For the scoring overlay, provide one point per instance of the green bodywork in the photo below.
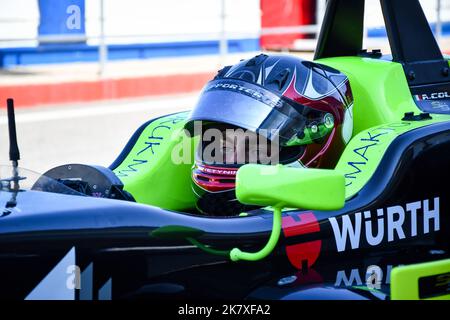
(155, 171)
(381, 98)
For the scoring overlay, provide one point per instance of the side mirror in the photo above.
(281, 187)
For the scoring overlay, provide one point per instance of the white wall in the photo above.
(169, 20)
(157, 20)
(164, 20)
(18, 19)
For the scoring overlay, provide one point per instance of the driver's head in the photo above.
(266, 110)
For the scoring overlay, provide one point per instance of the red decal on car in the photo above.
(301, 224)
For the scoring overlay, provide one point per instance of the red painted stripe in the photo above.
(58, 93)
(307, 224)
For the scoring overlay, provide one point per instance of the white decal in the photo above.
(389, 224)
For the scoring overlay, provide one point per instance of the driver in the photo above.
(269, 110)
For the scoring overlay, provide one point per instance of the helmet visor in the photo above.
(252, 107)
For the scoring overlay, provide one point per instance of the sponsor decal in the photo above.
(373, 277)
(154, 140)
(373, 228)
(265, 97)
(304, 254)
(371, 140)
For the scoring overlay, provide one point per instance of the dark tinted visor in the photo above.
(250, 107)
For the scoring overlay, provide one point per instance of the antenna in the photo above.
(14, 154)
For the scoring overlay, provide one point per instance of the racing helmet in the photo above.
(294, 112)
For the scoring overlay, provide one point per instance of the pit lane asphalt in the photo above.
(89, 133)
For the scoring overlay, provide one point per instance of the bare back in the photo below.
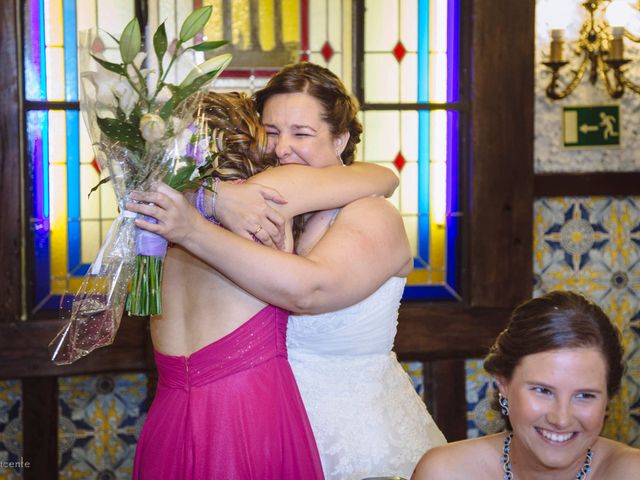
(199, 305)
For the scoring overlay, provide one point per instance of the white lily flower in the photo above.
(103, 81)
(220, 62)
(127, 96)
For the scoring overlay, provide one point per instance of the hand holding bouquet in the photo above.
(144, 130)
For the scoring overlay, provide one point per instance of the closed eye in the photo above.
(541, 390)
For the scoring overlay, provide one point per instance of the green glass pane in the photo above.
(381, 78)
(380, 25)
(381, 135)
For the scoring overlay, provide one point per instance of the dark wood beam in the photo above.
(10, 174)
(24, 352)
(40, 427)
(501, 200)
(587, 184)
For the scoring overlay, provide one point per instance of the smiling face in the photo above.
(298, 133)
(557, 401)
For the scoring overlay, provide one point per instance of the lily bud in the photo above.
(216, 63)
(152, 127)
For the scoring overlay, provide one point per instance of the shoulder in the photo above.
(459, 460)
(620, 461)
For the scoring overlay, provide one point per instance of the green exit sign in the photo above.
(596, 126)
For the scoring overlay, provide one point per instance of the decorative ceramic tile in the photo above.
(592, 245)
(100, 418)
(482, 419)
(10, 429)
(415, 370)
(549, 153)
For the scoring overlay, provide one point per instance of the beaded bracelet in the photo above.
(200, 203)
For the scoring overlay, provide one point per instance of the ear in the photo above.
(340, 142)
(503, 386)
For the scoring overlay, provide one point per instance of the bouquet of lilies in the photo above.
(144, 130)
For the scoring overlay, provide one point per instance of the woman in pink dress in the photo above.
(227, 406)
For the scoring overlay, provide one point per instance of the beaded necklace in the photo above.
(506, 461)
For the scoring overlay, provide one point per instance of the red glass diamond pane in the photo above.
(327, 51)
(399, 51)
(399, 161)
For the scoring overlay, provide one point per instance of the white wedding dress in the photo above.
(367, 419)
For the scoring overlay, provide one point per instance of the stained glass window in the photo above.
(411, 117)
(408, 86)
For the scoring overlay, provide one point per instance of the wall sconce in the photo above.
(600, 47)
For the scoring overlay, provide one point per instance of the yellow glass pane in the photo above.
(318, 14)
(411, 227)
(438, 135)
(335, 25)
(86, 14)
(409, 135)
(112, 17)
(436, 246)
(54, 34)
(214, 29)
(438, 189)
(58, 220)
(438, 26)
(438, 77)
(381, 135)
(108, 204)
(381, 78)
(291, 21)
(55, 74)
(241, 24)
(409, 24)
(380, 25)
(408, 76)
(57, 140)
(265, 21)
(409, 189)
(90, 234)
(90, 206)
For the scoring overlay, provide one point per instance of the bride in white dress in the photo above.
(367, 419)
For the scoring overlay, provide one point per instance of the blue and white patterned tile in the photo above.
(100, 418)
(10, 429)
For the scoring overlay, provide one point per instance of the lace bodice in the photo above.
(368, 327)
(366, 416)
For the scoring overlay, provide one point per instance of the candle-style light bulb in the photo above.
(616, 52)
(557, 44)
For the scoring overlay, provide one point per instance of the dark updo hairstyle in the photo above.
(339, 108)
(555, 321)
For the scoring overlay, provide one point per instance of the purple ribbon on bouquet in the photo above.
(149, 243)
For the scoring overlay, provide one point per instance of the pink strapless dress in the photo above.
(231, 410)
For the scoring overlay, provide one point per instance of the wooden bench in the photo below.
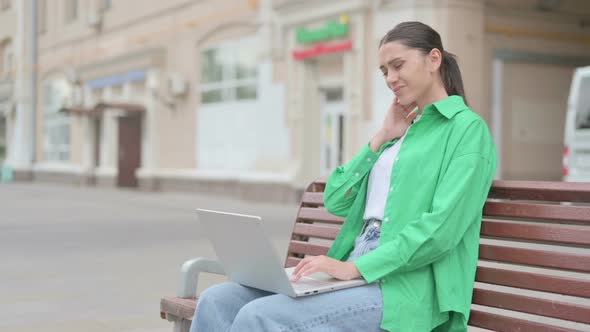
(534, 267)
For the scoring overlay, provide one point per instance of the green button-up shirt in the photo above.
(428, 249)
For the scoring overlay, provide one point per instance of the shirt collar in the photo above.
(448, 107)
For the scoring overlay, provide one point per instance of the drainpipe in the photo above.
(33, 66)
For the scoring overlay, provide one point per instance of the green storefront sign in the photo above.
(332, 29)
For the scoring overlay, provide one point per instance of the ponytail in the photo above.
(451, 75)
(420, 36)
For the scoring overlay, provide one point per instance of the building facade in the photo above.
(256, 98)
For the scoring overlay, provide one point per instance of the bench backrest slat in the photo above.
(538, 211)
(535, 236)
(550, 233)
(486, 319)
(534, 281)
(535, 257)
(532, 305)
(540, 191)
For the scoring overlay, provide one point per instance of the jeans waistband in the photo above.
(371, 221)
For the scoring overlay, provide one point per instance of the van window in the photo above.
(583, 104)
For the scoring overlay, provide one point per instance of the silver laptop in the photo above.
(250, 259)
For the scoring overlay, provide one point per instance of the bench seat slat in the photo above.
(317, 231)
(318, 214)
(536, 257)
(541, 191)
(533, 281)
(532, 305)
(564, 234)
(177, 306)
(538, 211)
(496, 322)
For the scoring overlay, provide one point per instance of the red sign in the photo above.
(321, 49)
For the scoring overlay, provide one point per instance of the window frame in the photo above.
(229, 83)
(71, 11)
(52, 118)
______
• [What is being asked] Every line of the listing must be reproduced exactly, though the pictures are to be left out.

• [Written solution]
For the scoring overlay, provide one point per instance of the green bodywork in the photo below.
(155, 171)
(381, 98)
For the scoring overlay, provide one point per instance of the side mirror in the photo above.
(281, 187)
For the scoring overlay, provide one point per instance of the white wall in the photo above.
(169, 20)
(157, 20)
(164, 20)
(18, 19)
For the scoring overlay, provide one point per instance of the driver's head in the photo above.
(266, 110)
For the scoring overlay, provide one point per instance of the red decal on car in the photo above.
(301, 224)
For the scoring overlay, provide one point per instance of the red painted stripe in the photo above.
(58, 93)
(307, 224)
For the scoring overlay, provide one point per instance of the white decal in the photo above.
(389, 224)
For the scoring overlay, provide one point per instance of the driver in the photo above.
(269, 110)
For the scoring overlay, provide one point per instance of the helmet visor in the photo above.
(252, 107)
For the scoring overlay, provide one point per instance of the sponsor decal in the photo above.
(373, 277)
(154, 140)
(373, 228)
(265, 97)
(304, 254)
(371, 140)
For the scoring overlay, provide one point per instance of the dark tinted visor in the photo above.
(250, 107)
For the scoring overlay, provide one point per instance of the antenna in the photo above.
(14, 154)
For the scoring overlay, provide one point per instance of the racing helmet in the photo above.
(294, 112)
For the scoring overlay, provide one point per instance of the pit lane asphalt in the photo above.
(89, 133)
For the scoring overlay, provide one point per instance of the bare back in the photo below.
(199, 305)
For the scoring overlay, provide one point per instance of the white lily flower in the photo above.
(103, 81)
(220, 62)
(127, 96)
For the scoring overlay, provide one point per instance of the hand holding bouquet in the photo above.
(144, 130)
For the scoring overlay, provide one point per instance of the closed eye in the photo above.
(541, 390)
For the scoring overlay, provide one point per instance of the green glass pane in the photo above.
(381, 78)
(380, 25)
(381, 135)
For the scoring overlay, provide one point per instance of the dark wood beam in the photo above.
(10, 174)
(24, 352)
(40, 427)
(501, 200)
(587, 184)
For the scoring overlay, provide one point per instance of the smiling face in the photo above.
(298, 133)
(557, 401)
For the scoring overlay, provide one point per instance of the lily bud in the photo above.
(216, 63)
(152, 127)
For the scoring overlay, provide one point per instance of the shoulder in the photo above.
(459, 460)
(620, 461)
For the scoring overlay, provide one point per instance of the green exit sign in the photo above.
(596, 126)
For the scoring overlay, provide one point per instance of the decorative ceramic tile in the photo above.
(592, 245)
(100, 418)
(482, 419)
(10, 429)
(415, 370)
(549, 153)
For the scoring overlay, provide one point per instance of the beaded bracelet in the photo above.
(200, 203)
For the scoring overlay, provide one point per instance of the ear in the photo above.
(340, 142)
(503, 386)
For the scoring overlay, provide one point per instance of the bouquet of lilies in the photo above.
(144, 130)
For the scoring overlay, provide one point per instance of the woman in pink dress in the photo above.
(227, 406)
For the scoring overlay, provide one point per instance of the beaded necklace in the photo above.
(506, 461)
For the scoring overlay, provide one point per instance of the red glass diamond pane in the photo above.
(327, 51)
(399, 51)
(399, 161)
For the scoring overlay, provide one point per instance of the white wedding dress in the photo above.
(367, 419)
For the scoring overlay, provide one point per instance of the stained glass window in the photo above.
(411, 117)
(408, 86)
For the scoring overlay, provide one point per instance of the wall sconce in the photo above.
(600, 47)
For the scoring overlay, provide one point per instance of the yellow glass pane in the photo above.
(318, 14)
(411, 227)
(438, 135)
(335, 25)
(86, 14)
(409, 135)
(112, 17)
(436, 246)
(54, 34)
(214, 29)
(438, 189)
(58, 220)
(438, 26)
(438, 77)
(381, 135)
(108, 204)
(381, 78)
(291, 21)
(55, 74)
(241, 24)
(409, 24)
(380, 25)
(408, 76)
(57, 140)
(265, 21)
(409, 189)
(90, 234)
(90, 206)
For the scoring overlay, provide one point per instance of the bride in white dress in the photo above.
(367, 419)
For the scoring overlay, provide one point per instance of the blue and white patterned tile in the photo above.
(100, 418)
(10, 429)
For the scoring overlay, provide one point per instance of the lace bodice in the photo above.
(368, 327)
(366, 416)
For the scoring overlay, provide one point per instance of the candle-style light bulb in the photo above.
(616, 52)
(557, 44)
For the scoring overlay, provide one point per instance of the dark updo hairstyle in the photo above.
(339, 108)
(555, 321)
For the scoring overlay, provide one point per instance of the purple ribbon on bouquet in the photo above.
(149, 243)
For the scoring overlay, provide one point per instance of the pink strapless dress in the photo above.
(231, 410)
For the scoring overlay, provide one point per instance of the wooden bench in the photo below.
(534, 267)
For the scoring overlay, provide one point per instance of the green button-up shirt in the photo above.
(428, 249)
For the scoring overlay, provide one point per instance of the shirt collar in the photo above.
(448, 107)
For the scoring overlay, provide one point per instance of the drainpipe in the photo above.
(33, 66)
For the scoring overlay, provide one point per instance of the green storefront sign in the photo above.
(332, 29)
For the scoring overlay, provide one point per instance of the ponytail in the photo above.
(451, 75)
(420, 36)
For the scoring overlay, provide one point per instance of the building facade in the photo above.
(256, 98)
For the scoring overlay, provide one point per instance of the bench backrest slat in the photo above.
(538, 211)
(535, 236)
(550, 233)
(486, 319)
(534, 281)
(535, 257)
(532, 305)
(540, 191)
For the scoring overlay, provide one point per instance of the jeans waistband in the photo above.
(371, 221)
For the scoring overlay, provide one point per instance of the van window in the photo above.
(583, 104)
For the scoring overlay, provide one point per instance of the silver laptop in the photo above.
(250, 259)
For the scoring overlay, provide one point per instance of the bench seat slat in the photo above.
(317, 231)
(318, 214)
(536, 257)
(541, 191)
(533, 281)
(532, 305)
(564, 234)
(177, 306)
(538, 211)
(496, 322)
For the scoring overlay, provide one point per instance of the red sign in the photo above.
(321, 49)
For the scoring overlay, provide one point per instance of the window frame in the photo above.
(229, 83)
(71, 11)
(52, 118)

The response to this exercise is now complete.